Records contained in a dataset:
»»
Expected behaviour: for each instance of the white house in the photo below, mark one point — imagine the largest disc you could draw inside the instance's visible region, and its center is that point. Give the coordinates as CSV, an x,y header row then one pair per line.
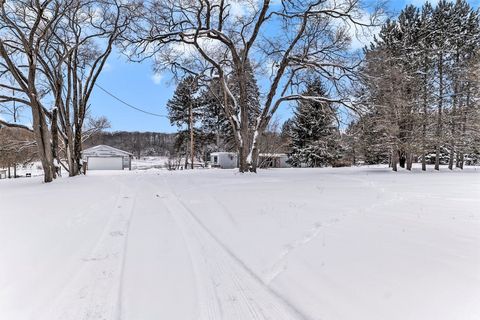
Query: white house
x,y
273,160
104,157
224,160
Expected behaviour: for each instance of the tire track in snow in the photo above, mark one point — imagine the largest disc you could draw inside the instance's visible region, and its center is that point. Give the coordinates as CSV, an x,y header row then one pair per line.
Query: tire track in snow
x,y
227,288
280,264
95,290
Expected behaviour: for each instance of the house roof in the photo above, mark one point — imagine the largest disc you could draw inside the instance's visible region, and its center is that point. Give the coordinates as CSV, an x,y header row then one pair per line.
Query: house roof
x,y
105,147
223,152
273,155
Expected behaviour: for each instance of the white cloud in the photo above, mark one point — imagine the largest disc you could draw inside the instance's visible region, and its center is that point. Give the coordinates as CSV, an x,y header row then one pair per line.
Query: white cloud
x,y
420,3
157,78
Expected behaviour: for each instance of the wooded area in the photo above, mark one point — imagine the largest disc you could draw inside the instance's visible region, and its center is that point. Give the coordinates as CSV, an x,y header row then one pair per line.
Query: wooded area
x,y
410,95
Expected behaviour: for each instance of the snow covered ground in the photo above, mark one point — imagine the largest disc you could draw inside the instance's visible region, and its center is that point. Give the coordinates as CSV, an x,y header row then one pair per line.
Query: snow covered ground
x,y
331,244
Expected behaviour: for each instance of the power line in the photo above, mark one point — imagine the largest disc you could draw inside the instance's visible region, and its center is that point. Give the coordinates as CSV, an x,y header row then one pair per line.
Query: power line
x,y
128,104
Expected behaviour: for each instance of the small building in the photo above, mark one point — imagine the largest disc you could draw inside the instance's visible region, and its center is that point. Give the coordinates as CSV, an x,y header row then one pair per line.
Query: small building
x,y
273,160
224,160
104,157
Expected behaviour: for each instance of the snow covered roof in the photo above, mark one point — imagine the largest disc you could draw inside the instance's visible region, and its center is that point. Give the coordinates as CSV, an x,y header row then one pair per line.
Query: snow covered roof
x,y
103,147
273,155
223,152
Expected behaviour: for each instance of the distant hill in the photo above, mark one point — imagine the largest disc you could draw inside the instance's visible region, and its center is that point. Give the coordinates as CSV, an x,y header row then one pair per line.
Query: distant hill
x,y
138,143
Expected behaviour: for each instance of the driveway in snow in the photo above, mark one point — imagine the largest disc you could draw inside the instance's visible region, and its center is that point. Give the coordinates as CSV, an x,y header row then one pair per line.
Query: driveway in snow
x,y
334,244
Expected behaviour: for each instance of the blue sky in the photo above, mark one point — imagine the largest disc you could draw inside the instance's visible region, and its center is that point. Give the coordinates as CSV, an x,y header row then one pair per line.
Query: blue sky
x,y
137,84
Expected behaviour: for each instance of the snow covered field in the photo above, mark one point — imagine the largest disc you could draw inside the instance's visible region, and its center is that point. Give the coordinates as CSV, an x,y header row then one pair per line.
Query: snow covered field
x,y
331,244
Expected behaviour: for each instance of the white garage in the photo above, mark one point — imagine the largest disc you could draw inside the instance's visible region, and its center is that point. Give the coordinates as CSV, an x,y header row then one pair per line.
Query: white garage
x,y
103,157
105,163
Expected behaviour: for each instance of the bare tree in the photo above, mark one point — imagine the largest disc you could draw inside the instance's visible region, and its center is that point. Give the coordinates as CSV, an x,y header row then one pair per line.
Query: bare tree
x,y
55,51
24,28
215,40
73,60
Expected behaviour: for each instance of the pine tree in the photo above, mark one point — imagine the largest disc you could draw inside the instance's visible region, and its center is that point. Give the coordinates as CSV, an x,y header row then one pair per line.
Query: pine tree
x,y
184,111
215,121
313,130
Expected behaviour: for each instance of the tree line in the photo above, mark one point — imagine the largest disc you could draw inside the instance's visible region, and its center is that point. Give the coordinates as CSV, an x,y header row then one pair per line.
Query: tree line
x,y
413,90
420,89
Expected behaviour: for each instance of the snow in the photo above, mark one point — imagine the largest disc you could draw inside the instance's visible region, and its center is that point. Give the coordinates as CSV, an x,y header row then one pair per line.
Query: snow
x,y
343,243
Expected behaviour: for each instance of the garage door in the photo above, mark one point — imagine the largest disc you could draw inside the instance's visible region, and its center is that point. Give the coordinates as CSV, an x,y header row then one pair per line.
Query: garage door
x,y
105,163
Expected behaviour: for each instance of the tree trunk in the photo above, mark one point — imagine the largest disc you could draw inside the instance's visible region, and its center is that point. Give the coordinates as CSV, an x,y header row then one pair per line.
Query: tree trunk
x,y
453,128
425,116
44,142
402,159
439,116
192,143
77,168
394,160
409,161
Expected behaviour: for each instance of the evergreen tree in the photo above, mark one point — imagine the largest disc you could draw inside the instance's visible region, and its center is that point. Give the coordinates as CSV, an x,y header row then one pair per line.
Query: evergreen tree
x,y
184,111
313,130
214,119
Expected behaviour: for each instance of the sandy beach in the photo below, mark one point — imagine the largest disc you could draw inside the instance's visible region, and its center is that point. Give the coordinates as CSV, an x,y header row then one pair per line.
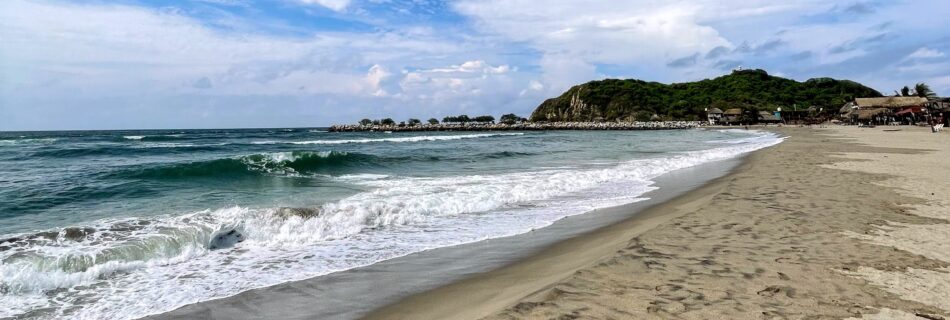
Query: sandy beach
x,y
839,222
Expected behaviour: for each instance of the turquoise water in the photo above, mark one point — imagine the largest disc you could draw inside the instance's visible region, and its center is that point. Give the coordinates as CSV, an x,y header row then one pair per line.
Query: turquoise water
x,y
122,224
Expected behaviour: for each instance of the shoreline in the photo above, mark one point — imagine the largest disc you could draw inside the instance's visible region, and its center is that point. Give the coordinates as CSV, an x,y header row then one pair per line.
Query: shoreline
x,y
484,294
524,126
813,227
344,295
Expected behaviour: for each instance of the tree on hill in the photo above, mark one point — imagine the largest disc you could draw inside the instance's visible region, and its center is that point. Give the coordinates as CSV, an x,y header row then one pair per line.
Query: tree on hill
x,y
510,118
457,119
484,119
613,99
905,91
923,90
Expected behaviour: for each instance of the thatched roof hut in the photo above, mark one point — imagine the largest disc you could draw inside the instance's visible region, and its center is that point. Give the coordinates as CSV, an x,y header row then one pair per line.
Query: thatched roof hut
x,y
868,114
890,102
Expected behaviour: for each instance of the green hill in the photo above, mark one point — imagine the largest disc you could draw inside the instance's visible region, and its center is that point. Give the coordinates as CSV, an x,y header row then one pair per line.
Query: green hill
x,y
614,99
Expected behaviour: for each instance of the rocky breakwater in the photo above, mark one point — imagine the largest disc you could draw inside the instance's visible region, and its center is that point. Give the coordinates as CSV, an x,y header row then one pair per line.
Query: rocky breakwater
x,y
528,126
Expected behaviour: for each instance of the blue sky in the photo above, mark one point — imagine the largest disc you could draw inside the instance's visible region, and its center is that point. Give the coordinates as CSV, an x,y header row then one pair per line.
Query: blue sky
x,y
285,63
««
Exercise details >> A verbatim copy of the records above, without pictures, is required.

Solution below >>
Expected behaviour: for each instance of the white house in the photo below, mark one point — imagine the largest disc you could draw inside the instance's visible region, and its center is that point. Give the coordinates as CSV, an x,y header row then one pair per line.
Query: white house
x,y
273,160
104,157
224,160
Expected behaviour: for each instance of the tire track in snow in the photo above, mark one point — imagine the largest disc you could draw inside the instance's visible region, and its center is that point. Give the coordinates as CSV, an x,y header row then one pair per line.
Query: tire track in snow
x,y
227,288
280,264
95,290
Expected behaviour: for each instance of the house roof in the photo above, mark one point — imagine the largest disc you could draw inside the instance's visible region, and its center is that point. Give the coordinates as CSV, an x,y header row then one pair per line.
Query: house roof
x,y
105,147
223,152
273,155
Expected behaviour: for each instance of the white cloud in the photo above, mark one point — imagine the largest disc you could draw inside the instance's visible region, and its center is that point. Give the coordinates as CSV, an x,y header row then one pair per line.
Query: white cloud
x,y
420,3
157,78
Expected behaviour: for each instance of the wooded area in the photo above, mark one point — imagine the largest disc you could draw inside the instance's visible region, and its center is that point. Give the coordinates as CSV, an x,y header row then one pair per line.
Query: wooded area
x,y
410,95
Expected behaviour: for each instance of the snow covered ground in the photo above, mark one point — imagine the largest disc you could draw inside the instance's visible region, and its center is that point. Give the coordinates as CSV, an x,y header row then one pair per line.
Query: snow covered ground
x,y
331,244
Expected behaviour: for each instance of the power line in the photo above, mark one point — imagine the largest disc you could draw inside the instance's visible region, and its center is that point. Give the coordinates as CSV, an x,y header row then one pair per line.
Query: power line
x,y
128,104
Expected behaviour: for each instance of the small building in the photo above, mark one point — imagine the largest disc you could draw inside the instance's visible region, and its center is that point. Give the coordinates as CSV, an x,y header row then one pair per line.
Query: small building
x,y
273,160
224,160
104,157
Expected behaviour: for each instance of the snow covered roof in the photo above, mark one point — imagine the largest disc you could draw inside the instance's visible region, and its center is that point. Give the coordinates as CSV, an x,y header row then one pair per line.
Query: snow covered roof
x,y
103,147
273,155
223,152
Expected behaviour: for each instance of the distant hill in the photo above, mark one point — imagine the largest disc you could draw inside the instance's visible region, and its center is that point. Give the coordinates as CSV, an x,y header row then one pair per line.
Query: distant hill
x,y
138,143
Expected behaviour: for each instance of the driveway in snow in the photo above, mark one point — imagine the largest disc you could draw inside the instance's visible region, and its center is that point. Give the coordinates as CSV, an x,y header row then one pair per line.
Query: driveway in snow
x,y
334,244
Expected behaviour: for each instance of the blue sky in the photo above, mark one point — imagine the largest disc you could draw inside the instance's visible region, and its center is that point. Give the coordinates as CSV, an x,y header row then one pair per line.
Query: blue sky
x,y
137,84
Expected behaviour: for each instance of the snow covered field in the photo above, mark one point — imagine the largest disc you could draw inside the instance's visible region, and its center is that point. Give the coordinates as CSV, an x,y header row then one pair per line.
Query: snow covered field
x,y
331,244
Expected behaviour: for each instance of the white garage in the photo above, mark one point — imagine the largest disc you could draw inside the instance's visible region, and its center is that point. Give the coordinates as CSV, an x,y header row then one pair per line.
Query: white garage
x,y
103,157
105,163
Expected behaviour: for each instance of the bare tree in the photo above, mark one point — imagine the largest disc you could draw inside the instance's visible region, and its center is that point. Give the coordinates as CSV, an x,y header row then one pair per line.
Query: bare tree
x,y
55,51
24,28
215,40
73,60
Expected behaviour: for each instance of the pine tree in the photo above, mark one point — imagine the largest disc you could draw inside the instance's visible region, and its center is that point. Give the coordinates as CSV, an x,y header row then one pair per line.
Query: pine tree
x,y
184,111
215,121
313,130
Expected behaviour: for each instance of the tree line in the photo above, mark one point — imagine the largest disc you could draw inside the instance's visible region, and its center is that point. Give the coordinates as CSV, an x,y header row then one pair per line.
Query: tree line
x,y
413,90
420,89
Expected behaviour: for each instance of the snow in the photo above, mark one point — imagine the largest disc you could draw inside the instance's visible region, and its center is that point. Give the coordinates as CSV, an x,y header row then one pair per line.
Query: snow
x,y
343,243
Expected behaviour: for each instance of the garage door in the photo above, mark one point — imagine the largest disc you could draw inside the instance's visible region, and its center is that point. Give the coordinates as CSV, an x,y header row then one pair per line.
Query: garage door
x,y
105,163
Expected behaviour: for each instance of the tree trunk in the photo above, mark one point — imagine the largest disc you could draw inside the instance's visible region, and its center is that point. Give the coordinates as CSV, an x,y header row then one pair per line.
Query: tree trunk
x,y
453,128
425,116
44,142
402,159
439,116
192,143
77,168
394,160
409,161
Expected behaviour: for each instance of the evergreen tree in the photo above, mark one point — imagine the largest disc you could draw inside the instance's visible region, and its center is that point. Give the coordinates as CSV, an x,y header row then one pair per line.
Query: evergreen tree
x,y
184,111
313,130
214,119
Expected behaviour: for each instance of the sandy beach in the photo below, mark one point — imagine the largest disc you could draw inside the instance's visible region, and its center is that point. Give the coordinates as CSV, an x,y header row then one pair per line.
Query: sandy beach
x,y
839,222
Expected behaviour: for each instance of the turquoise water in the photo above, mark one point — imagine the largest disc you could draw inside the instance's visible region, and its center is that point. Give the coordinates as CSV, an x,y header row then one pair per line.
Query: turquoise water
x,y
122,224
Expected behaviour: for each instance of the shoreline in the photo above, mark one point — imagine the largest disc you could draw inside the instance's visible region, and its center is that point. Give the coordinates as CSV, an x,y header row then one pair per line.
Query: shoreline
x,y
484,294
524,126
813,227
344,295
Expected behaviour: for each instance of the tree on hill in the photo above, mark one point — imagine the largest disc you could draw inside the instance's visible region, and its center is that point. Give the coordinates as CSV, an x,y header row then one pair per line.
Query: tree on hill
x,y
510,118
457,119
484,119
613,99
905,91
923,90
Expected behaviour: for each instance of the thatched roof hut in the photo above, mark one point — imagine the largest disc you could draw inside the instance's visible region, and its center is that point. Give the coordinates as CSV, an x,y header row then one pair per line.
Query: thatched roof hut
x,y
868,114
890,102
Expected behaviour: for each instance of the green hill in the photo above, mark one point — imagine the largest disc you could draw inside the instance's visible region, and its center is that point. Give the coordinates as CSV, an x,y header row then one pair per line.
Query: green hill
x,y
614,99
Expected behaviour: for each instance of the rocky breakwater in the photo above, mark one point — imagine the largest disc you could draw inside the instance's visible region, and its center is that point. Give the coordinates as CSV, an x,y header row then one pair per line.
Query: rocky breakwater
x,y
528,126
Expected behaviour: for each instance of the blue sky in the photo above, mark one point — imagine the largest disc you could draw inside the instance's visible region, and its center is that point. Give the coordinates as CSV, an x,y header row then one pair per line.
Query: blue sky
x,y
285,63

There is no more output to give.